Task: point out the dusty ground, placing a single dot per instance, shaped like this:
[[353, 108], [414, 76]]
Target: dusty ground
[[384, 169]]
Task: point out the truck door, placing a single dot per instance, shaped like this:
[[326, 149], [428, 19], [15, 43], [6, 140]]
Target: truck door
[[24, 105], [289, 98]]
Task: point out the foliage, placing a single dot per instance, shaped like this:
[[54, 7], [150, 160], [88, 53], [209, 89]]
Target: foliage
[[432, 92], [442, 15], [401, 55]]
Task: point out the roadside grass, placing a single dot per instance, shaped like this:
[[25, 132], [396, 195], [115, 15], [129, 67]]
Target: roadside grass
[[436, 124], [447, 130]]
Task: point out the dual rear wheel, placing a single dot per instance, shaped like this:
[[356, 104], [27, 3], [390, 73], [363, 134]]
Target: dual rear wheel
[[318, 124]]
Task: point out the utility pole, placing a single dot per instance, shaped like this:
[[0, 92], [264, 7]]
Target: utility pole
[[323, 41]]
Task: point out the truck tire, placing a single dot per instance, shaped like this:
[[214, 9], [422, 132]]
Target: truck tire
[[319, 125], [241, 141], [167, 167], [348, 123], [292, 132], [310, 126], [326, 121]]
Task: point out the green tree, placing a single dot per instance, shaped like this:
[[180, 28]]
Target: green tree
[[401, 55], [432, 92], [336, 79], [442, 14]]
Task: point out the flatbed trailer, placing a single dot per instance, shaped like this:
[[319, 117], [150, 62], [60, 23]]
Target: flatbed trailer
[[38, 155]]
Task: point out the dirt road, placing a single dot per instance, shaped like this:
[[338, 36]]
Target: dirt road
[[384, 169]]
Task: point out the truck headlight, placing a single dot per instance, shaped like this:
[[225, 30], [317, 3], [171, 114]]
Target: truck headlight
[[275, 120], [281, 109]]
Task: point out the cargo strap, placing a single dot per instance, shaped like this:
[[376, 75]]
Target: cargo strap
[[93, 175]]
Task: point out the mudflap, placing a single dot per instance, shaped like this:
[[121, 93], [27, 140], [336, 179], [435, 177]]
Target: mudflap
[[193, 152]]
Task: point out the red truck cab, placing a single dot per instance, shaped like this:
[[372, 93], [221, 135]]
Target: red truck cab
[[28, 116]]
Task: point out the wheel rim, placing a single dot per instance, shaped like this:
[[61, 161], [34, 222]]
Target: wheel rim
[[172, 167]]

-=-=-

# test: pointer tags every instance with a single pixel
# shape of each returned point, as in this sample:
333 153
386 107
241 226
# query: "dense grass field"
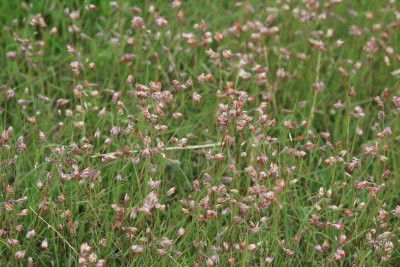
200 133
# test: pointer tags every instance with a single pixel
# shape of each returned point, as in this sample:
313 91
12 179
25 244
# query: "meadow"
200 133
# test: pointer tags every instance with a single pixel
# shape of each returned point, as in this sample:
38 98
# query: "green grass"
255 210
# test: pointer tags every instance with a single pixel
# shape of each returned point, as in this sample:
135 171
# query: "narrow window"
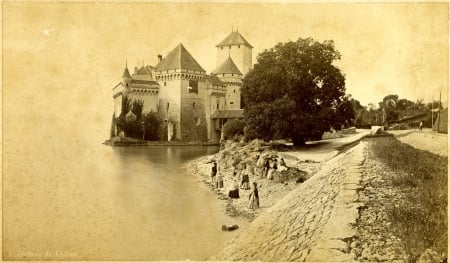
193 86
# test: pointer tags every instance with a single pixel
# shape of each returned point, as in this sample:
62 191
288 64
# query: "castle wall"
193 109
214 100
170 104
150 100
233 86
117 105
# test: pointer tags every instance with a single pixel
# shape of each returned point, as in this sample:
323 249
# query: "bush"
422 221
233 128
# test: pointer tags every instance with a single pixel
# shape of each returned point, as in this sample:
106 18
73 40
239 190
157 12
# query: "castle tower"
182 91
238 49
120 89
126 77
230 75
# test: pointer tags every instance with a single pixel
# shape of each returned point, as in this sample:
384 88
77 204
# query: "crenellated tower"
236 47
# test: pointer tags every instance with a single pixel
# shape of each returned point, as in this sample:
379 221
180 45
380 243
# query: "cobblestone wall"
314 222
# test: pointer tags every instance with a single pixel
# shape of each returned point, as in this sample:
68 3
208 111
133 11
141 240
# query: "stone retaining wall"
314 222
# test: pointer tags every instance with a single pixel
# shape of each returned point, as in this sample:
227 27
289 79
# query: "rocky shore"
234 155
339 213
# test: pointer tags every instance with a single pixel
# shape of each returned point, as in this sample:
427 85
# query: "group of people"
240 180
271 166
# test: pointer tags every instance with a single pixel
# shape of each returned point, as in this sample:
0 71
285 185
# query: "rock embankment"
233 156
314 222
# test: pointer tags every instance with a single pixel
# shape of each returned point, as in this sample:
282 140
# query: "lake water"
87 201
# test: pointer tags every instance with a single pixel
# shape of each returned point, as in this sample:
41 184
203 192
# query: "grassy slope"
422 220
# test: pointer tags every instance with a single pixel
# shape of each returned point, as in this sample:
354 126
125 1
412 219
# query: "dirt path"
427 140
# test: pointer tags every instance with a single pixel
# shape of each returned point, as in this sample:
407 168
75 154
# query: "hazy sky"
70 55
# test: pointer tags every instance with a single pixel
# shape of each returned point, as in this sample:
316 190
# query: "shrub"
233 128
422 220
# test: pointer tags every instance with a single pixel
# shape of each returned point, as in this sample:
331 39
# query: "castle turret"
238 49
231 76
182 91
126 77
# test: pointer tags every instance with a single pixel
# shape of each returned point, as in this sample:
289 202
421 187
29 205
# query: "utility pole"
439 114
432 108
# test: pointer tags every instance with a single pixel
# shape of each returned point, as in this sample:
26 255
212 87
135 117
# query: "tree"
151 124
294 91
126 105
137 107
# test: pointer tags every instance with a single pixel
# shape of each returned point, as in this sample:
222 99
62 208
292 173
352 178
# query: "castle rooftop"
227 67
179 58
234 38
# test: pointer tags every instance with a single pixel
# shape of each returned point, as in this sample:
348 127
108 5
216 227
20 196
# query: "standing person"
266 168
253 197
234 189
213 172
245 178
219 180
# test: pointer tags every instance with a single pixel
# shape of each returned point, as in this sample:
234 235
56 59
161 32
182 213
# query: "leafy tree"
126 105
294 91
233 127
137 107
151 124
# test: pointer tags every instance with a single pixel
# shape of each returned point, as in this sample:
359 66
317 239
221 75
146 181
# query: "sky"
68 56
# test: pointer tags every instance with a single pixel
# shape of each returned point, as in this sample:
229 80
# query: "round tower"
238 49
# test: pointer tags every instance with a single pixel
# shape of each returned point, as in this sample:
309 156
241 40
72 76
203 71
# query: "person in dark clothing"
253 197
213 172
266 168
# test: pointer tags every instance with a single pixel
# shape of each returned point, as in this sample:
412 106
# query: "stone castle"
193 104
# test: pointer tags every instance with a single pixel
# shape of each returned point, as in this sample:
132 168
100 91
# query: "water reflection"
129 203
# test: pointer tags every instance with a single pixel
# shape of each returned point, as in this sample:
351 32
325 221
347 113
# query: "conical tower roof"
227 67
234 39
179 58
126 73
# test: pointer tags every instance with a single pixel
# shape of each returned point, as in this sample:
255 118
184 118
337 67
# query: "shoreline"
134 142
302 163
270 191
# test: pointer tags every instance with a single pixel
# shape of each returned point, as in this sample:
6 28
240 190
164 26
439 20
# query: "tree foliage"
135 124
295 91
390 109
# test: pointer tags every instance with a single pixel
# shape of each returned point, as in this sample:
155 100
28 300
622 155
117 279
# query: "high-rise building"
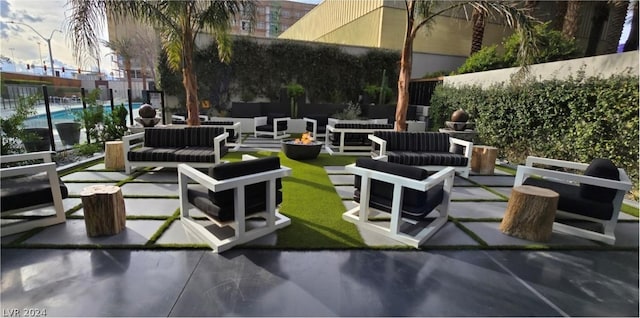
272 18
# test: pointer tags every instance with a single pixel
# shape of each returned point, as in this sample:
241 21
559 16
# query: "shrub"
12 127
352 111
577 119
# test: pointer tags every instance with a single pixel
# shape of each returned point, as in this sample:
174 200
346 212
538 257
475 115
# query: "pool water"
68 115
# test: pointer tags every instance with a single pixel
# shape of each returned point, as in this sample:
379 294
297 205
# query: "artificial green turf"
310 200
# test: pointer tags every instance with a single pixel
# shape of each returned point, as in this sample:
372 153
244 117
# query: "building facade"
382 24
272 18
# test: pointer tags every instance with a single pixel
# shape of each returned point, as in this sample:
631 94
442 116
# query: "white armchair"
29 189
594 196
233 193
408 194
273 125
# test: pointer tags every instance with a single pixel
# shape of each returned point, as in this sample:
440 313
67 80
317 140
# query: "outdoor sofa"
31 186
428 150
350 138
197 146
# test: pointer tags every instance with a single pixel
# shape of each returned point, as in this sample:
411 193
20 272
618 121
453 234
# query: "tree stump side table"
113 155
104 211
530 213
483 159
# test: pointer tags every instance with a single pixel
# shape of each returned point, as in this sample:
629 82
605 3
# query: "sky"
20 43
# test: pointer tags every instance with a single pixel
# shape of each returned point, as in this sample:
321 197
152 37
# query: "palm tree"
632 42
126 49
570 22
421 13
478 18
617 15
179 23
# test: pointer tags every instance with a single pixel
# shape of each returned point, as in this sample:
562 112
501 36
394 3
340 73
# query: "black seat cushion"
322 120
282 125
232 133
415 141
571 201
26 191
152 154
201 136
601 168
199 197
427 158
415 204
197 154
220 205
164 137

-=-=-

GOAL OF THE EXERCISE> From the data above, return every line from the line that has "Task: point out the dusty" up to and including the line that has "[[180, 28]]", exactly.

RESPONSE TO THE EXERCISE>
Task: point out the dusty ground, placing a single dot per instance, shaped like this:
[[353, 108], [414, 76]]
Target: dusty ground
[[384, 169]]
Task: point out the truck door, placing a single dot per instance, shaped like this:
[[326, 149], [428, 19], [15, 43], [6, 140]]
Target: truck door
[[24, 105], [289, 98]]
Task: point out the foliage, placing a single dot per instance, shaped like this:
[[54, 7], [150, 160], [88, 53], [209, 89]]
Target: foliage
[[432, 92], [442, 15], [401, 55]]
Task: point out the roadside grass, placing a single dot per instance, shaped like this:
[[25, 132], [396, 195], [115, 15], [129, 67]]
Target: roadside grass
[[436, 124], [447, 130]]
Task: point out the dual rear wheel, placing a single dot per instance, shaped like this:
[[356, 104], [27, 3], [390, 73], [363, 134]]
Target: dual rear wheel
[[318, 124]]
Task: point out the utility pole, placing a single dot per instance, shaped like this:
[[0, 92], [264, 7]]
Target: utility pole
[[323, 41]]
Task: point out the truck tire, placing a single dot per instance, shaped like this:
[[214, 9], [422, 132]]
Target: truck tire
[[319, 125], [241, 141], [167, 167], [348, 123], [292, 132], [310, 126], [326, 121]]
Task: point out the green tree, placing a single dot per instance, shaped like this:
[[180, 28]]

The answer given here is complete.